### [TEXT EXTRACT]
•••
Sad Messes At Metro Animal Services Continue

There are no words for the shizstorm of a mess at Louisville Metro Animal Services.

So I’m excerpting a giant bit from Jonathan Meador this week:

As such, Neumayer becomes the animal control agency’s third interim director since Jan. 1, 2010. Sources within LMAS and in the city’s “no-kill” animal welfare movement suggest this revolving door of management has paved the way for a power grab by the Kentucky Humane Society, which the city has tapped to essentially take over LMAS’ sheltering operations until an eight-person panel appointed by Mayor Greg Fischer selects a permanent director.

According to the mayor’s office, consultant Karen Koenig of the Kentucky Humane Society is being paid $9,000 a month from LMAS’ operating budget for a period of up to three months.

“Bringing in KHS to supposedly increase adoptions when their philosophy is very close to LMAS’ doesn’t seem like a good fit,” says Donna Herzig, president of the Louisville Kennel Club. “In addition, we need transparency and accountability. I know the mayor has been very forthright with respect to those two things, but it’s hard to have transparency when you’ve got a private organization that isn’t required to release information … What if something’s going wrong with this contract? What do you do? How is that transparent?”

Herzig also contends the Kentucky Humane Society “buys into the myth of pet overpopulation,” which she claims results in adoptable pets at times being euthanized. However, the Kentucky Humane Society’s website states that “all cats and dogs remain available for adoption as long as health and behavior permits.”


“Things haven’t gotten any better,” says Jessica Durbin, public education coordinator for LMAS. “When you have people like myself and others there who are halfway intelligent people, and instead of listening to their ideas you decide to spend $27,000 on a consultant who can tell you to do the things we’ve already been saying, it’s very frustrating. I like KHS, but the way this is being done has got a lot of us up in arms.”

Durbin points out that the city could hire two part-time animal adoption coordinators — positions at LMAS that are currently not filled — for that amount of money, adding that she doesn’t have much hope for the agency until a new permanent director is selected.
•••
### [SHORT EXERCISE 1]
In the piece on Louisville Metro Animal Services, why does Donna Herzig say that using the Kentucky Humane Society makes transparency hard? Answer in one to three sentences.
### [SHORT EXERCISE 2]
According to the piece on Louisville Metro Animal Services, how much is consultant Karen Koenig paid each month?
•••
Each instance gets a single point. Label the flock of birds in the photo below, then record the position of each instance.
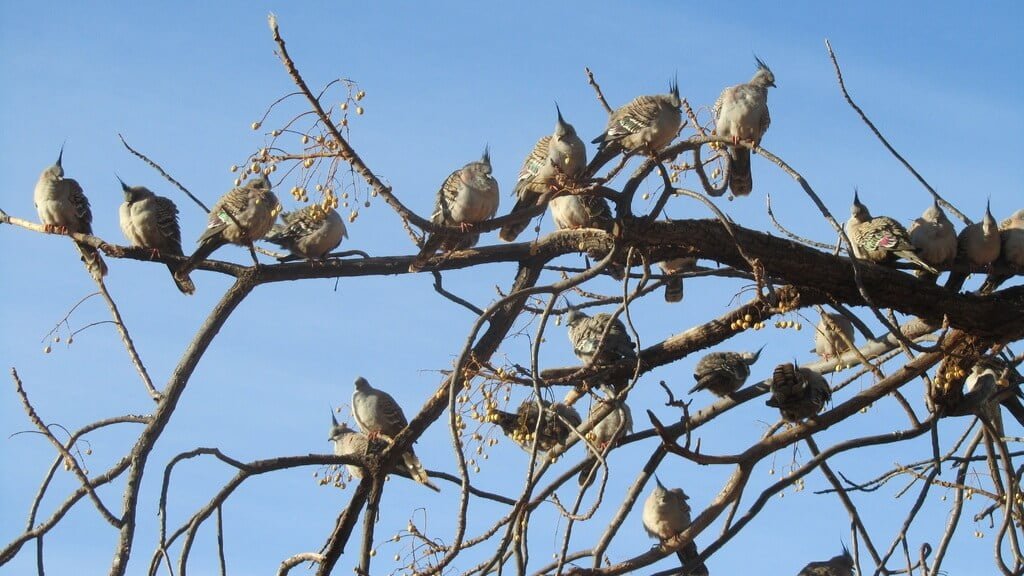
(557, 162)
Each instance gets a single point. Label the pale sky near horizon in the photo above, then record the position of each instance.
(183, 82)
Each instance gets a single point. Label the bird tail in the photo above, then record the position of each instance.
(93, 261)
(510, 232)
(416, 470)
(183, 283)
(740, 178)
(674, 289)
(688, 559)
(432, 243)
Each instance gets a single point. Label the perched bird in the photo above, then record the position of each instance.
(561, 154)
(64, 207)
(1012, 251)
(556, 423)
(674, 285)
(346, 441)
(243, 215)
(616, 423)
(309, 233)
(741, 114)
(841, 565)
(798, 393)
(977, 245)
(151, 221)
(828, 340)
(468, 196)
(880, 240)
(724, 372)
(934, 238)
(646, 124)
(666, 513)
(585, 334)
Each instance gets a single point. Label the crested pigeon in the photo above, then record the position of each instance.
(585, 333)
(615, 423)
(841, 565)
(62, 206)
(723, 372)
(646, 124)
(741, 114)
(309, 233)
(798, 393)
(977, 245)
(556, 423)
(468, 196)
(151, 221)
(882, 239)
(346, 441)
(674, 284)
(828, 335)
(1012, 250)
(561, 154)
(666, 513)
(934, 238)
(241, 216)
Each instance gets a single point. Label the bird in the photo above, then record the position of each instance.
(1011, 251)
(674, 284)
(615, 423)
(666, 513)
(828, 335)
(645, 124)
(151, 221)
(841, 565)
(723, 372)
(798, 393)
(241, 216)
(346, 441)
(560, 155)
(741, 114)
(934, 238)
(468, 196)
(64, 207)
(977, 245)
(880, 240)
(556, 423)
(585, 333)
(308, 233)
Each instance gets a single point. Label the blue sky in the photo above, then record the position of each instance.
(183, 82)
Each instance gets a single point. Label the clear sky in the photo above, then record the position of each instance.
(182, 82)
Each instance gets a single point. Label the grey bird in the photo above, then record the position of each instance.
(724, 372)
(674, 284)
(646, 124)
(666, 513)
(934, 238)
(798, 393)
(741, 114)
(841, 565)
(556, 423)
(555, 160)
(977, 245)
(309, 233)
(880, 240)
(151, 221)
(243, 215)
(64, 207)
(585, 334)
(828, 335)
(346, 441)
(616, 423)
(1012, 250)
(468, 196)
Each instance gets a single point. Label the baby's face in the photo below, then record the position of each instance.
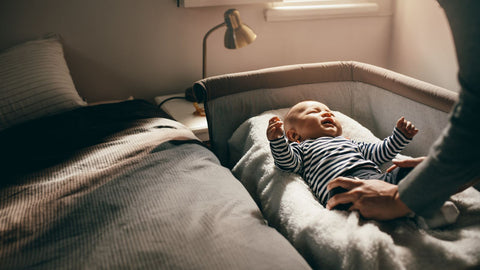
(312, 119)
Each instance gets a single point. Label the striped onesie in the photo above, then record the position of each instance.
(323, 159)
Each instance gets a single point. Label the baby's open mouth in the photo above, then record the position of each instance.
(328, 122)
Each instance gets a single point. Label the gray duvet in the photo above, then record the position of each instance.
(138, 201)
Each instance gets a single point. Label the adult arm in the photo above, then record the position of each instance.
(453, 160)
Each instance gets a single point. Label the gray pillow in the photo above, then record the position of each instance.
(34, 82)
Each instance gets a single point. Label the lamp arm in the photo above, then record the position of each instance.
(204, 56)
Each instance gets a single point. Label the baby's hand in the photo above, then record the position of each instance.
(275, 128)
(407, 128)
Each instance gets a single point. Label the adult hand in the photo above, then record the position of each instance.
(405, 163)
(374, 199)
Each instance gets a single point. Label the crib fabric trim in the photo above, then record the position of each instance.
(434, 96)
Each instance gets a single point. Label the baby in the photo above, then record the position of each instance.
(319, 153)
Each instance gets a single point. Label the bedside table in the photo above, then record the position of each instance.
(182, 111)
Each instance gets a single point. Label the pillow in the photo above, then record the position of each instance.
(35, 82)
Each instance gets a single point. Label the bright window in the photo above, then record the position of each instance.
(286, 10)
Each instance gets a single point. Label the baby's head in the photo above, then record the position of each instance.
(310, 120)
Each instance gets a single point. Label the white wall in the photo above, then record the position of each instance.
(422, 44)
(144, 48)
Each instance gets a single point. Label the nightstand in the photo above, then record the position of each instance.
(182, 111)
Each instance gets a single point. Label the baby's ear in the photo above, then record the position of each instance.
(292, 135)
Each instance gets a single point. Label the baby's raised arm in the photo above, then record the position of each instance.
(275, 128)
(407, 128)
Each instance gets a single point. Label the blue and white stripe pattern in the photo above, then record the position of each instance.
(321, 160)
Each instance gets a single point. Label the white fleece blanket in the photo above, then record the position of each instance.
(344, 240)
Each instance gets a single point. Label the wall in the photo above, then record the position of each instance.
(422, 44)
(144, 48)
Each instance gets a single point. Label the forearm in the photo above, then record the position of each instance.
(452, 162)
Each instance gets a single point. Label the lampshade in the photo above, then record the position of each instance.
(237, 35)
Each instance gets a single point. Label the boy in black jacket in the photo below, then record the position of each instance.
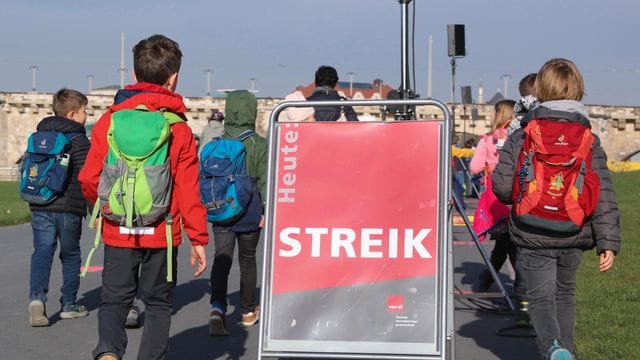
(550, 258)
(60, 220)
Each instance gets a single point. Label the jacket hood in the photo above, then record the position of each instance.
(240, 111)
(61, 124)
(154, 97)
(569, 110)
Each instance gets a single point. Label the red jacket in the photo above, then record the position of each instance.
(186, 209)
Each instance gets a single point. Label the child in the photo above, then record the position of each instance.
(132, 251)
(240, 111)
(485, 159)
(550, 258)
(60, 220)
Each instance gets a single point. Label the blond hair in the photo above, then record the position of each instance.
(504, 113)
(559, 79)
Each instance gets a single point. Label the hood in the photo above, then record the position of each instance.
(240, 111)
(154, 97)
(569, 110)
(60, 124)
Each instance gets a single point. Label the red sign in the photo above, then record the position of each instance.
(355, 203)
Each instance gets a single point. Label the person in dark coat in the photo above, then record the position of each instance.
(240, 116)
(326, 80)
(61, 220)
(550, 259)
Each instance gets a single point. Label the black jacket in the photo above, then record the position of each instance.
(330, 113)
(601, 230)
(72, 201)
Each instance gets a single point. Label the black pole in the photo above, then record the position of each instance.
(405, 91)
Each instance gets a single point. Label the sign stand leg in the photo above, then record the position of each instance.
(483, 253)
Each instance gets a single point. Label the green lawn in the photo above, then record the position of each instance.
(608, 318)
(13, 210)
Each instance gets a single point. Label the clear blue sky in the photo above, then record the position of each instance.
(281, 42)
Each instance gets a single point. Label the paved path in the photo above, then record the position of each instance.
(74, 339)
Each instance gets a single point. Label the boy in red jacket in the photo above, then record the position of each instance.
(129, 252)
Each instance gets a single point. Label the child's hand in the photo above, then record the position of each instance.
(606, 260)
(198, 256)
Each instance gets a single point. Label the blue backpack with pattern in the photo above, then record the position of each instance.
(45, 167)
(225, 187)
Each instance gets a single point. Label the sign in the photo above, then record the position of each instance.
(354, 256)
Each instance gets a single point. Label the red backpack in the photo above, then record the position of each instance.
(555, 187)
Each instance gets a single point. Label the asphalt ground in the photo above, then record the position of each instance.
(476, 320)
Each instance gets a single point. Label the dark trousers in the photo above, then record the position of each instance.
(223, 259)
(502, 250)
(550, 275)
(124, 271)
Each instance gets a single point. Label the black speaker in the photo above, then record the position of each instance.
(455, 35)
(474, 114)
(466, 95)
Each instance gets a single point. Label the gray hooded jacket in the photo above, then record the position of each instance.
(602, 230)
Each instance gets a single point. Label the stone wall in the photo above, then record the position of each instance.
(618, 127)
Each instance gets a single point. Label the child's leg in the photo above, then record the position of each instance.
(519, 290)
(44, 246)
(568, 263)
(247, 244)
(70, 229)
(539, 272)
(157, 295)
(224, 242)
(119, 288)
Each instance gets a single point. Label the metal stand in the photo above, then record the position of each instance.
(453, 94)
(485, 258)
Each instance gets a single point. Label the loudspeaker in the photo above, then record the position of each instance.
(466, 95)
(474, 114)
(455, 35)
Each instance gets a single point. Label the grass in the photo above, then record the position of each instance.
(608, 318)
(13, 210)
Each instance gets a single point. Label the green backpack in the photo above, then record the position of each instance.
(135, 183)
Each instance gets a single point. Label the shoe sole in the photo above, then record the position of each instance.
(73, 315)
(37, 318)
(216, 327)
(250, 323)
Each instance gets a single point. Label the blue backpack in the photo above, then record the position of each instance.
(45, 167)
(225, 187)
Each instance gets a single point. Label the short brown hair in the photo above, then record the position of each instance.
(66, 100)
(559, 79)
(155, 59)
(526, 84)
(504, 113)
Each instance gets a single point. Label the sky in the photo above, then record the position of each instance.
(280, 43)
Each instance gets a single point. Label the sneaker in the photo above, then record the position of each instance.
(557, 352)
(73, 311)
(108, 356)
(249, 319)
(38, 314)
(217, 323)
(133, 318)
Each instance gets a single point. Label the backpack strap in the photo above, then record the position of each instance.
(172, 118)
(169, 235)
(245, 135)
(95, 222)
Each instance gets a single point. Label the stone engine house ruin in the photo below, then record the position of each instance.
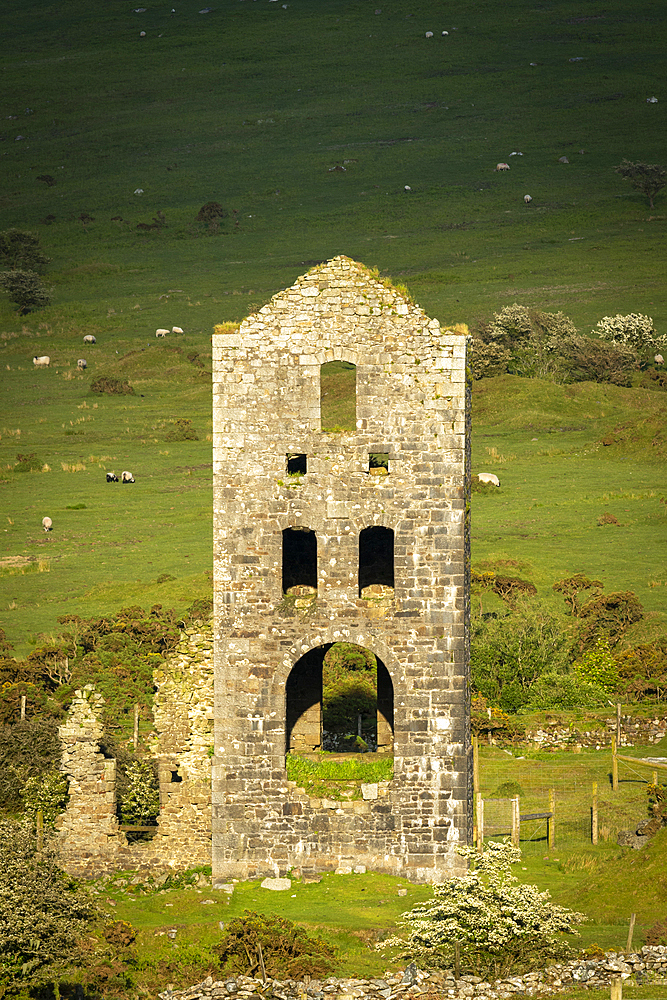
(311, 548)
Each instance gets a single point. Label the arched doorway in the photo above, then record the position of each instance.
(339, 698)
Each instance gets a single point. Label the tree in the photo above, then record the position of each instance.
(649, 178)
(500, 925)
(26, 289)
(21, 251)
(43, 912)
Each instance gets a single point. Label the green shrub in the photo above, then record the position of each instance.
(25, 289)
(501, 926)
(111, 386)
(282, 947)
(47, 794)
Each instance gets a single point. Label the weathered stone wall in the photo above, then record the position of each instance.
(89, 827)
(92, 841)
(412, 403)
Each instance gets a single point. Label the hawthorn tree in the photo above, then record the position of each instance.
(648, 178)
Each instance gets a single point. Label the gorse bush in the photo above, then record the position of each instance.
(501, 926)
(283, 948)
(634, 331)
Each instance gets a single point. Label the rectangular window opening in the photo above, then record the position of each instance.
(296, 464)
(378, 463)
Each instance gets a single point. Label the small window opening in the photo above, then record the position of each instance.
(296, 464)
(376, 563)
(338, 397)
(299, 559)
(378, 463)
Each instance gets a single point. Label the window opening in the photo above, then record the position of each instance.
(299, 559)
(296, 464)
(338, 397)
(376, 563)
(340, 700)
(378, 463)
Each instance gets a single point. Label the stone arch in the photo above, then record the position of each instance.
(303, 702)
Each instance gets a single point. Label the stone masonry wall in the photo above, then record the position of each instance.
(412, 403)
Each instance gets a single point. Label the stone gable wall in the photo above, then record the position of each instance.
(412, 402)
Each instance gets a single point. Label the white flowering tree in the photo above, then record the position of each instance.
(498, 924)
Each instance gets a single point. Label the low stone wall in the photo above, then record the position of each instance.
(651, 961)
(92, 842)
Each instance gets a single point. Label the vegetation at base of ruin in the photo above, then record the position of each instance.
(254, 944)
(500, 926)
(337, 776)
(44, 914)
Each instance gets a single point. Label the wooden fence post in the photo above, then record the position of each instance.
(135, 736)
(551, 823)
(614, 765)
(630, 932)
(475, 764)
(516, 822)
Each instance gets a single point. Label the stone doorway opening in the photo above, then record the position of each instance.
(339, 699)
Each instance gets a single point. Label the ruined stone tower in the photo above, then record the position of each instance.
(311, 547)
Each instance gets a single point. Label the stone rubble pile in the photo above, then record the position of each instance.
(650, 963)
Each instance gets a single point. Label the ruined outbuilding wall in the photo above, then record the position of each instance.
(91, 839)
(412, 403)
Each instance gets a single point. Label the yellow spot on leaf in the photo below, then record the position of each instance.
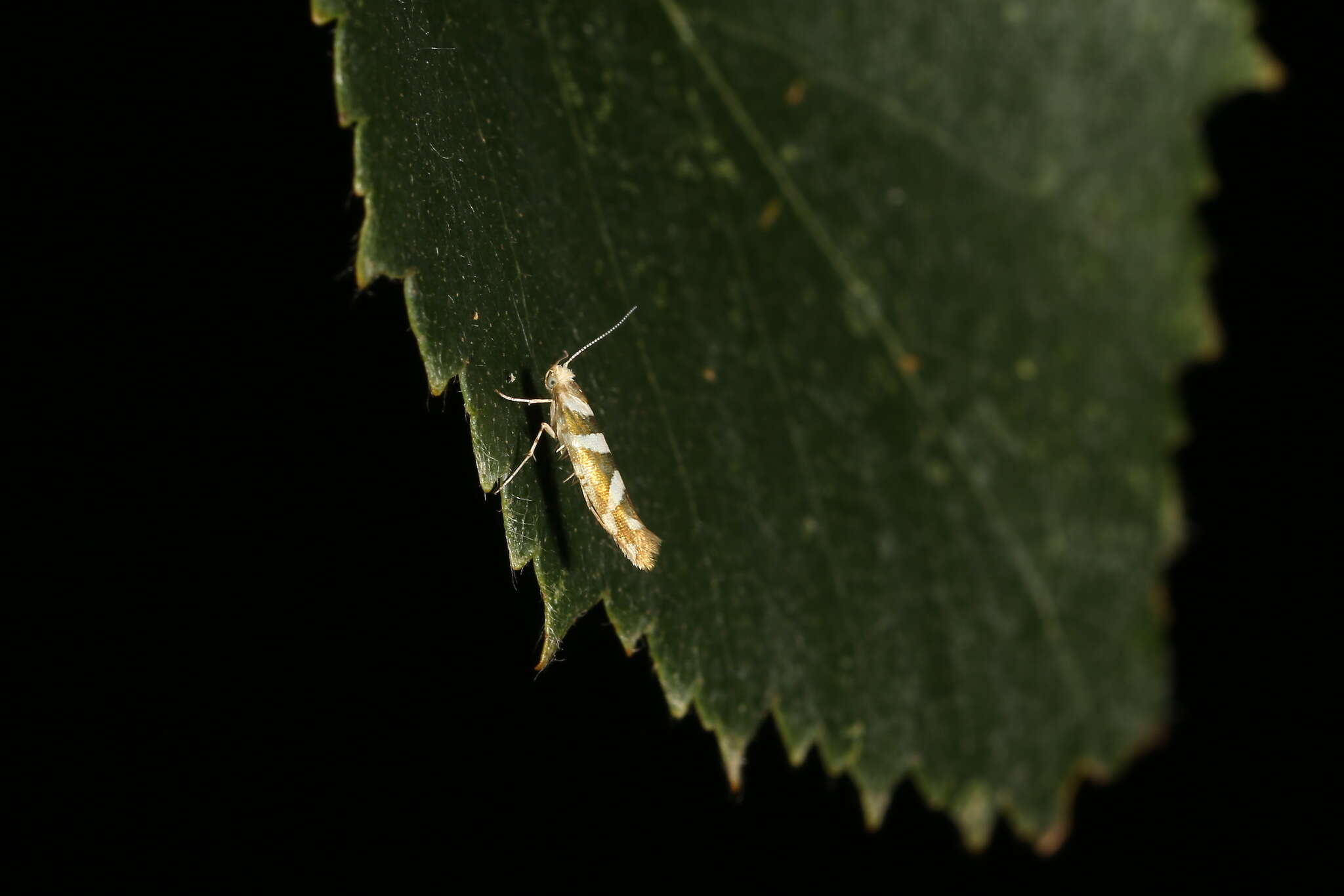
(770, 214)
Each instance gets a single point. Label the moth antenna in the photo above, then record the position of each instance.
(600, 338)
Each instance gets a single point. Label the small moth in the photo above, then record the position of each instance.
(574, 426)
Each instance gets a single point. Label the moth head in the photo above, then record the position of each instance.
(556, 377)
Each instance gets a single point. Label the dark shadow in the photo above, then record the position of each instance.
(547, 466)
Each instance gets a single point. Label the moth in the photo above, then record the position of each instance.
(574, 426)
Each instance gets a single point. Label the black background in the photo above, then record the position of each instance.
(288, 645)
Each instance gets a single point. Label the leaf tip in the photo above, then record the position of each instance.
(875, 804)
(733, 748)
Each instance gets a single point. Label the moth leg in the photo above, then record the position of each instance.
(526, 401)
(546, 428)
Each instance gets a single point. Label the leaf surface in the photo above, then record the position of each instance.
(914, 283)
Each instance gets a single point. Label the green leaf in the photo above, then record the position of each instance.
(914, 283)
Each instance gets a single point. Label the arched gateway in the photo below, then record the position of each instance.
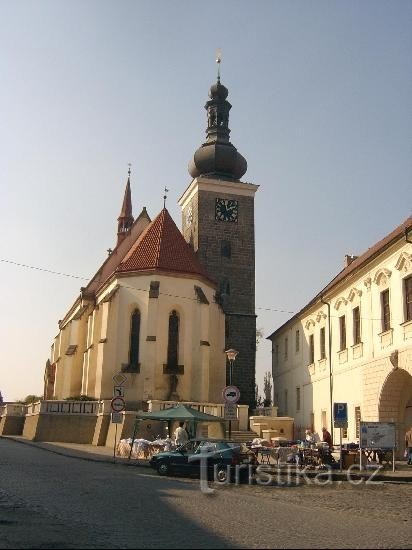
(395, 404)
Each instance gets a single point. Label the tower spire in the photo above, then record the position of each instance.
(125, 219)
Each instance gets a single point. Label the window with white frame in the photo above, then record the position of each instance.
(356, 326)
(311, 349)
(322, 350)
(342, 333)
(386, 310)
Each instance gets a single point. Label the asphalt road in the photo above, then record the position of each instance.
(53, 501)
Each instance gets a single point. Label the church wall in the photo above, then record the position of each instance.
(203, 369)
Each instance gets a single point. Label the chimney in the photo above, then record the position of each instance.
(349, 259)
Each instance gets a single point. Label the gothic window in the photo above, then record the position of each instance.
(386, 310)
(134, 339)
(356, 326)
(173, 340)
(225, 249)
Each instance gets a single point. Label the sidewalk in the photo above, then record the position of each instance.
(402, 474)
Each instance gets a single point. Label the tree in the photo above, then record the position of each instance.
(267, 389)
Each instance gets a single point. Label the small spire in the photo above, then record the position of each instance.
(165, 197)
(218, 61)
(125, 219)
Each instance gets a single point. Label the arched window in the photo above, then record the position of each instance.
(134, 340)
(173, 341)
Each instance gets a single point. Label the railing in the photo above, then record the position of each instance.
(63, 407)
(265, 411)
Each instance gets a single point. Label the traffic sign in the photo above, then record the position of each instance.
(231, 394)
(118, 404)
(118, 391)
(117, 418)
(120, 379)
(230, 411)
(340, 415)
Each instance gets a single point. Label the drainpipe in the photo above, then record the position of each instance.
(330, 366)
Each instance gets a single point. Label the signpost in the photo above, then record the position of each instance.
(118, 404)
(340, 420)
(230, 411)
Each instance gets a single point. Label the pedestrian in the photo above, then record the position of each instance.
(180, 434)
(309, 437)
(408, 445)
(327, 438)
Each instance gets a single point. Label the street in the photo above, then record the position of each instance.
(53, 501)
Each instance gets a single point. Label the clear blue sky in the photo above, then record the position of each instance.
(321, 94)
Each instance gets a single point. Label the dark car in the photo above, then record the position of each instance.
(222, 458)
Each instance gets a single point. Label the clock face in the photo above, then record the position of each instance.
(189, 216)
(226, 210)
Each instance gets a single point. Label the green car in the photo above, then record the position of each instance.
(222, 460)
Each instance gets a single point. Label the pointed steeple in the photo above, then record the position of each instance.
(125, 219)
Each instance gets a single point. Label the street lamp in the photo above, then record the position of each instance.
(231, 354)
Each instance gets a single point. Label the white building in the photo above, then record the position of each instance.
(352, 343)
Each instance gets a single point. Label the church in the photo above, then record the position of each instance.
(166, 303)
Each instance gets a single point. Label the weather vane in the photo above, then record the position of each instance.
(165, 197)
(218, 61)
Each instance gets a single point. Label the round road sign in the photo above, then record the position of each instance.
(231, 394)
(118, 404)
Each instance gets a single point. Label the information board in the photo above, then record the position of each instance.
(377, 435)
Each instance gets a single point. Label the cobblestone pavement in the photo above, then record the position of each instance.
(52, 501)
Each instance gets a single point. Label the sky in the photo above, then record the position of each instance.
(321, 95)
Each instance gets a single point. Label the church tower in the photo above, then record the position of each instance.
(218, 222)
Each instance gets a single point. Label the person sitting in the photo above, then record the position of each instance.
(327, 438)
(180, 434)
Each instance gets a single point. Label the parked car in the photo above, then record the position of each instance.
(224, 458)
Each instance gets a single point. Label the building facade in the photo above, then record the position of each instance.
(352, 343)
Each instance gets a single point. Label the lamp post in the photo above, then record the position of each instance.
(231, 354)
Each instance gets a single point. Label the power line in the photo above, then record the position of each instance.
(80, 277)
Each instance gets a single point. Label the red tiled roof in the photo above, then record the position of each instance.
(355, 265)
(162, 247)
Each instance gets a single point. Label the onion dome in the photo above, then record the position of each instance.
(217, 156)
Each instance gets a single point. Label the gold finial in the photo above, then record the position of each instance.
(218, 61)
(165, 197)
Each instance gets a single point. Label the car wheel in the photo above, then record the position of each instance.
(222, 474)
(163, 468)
•••
### [RESULT 1]
Herzig says transparency is hard because the Kentucky Humane Society is a private organization that isn't required to release information. She asks what could be done, and how it would be transparent, if something went wrong with the contract.

### [RESULT 2]
She is paid $9,000 a month from LMAS' operating budget.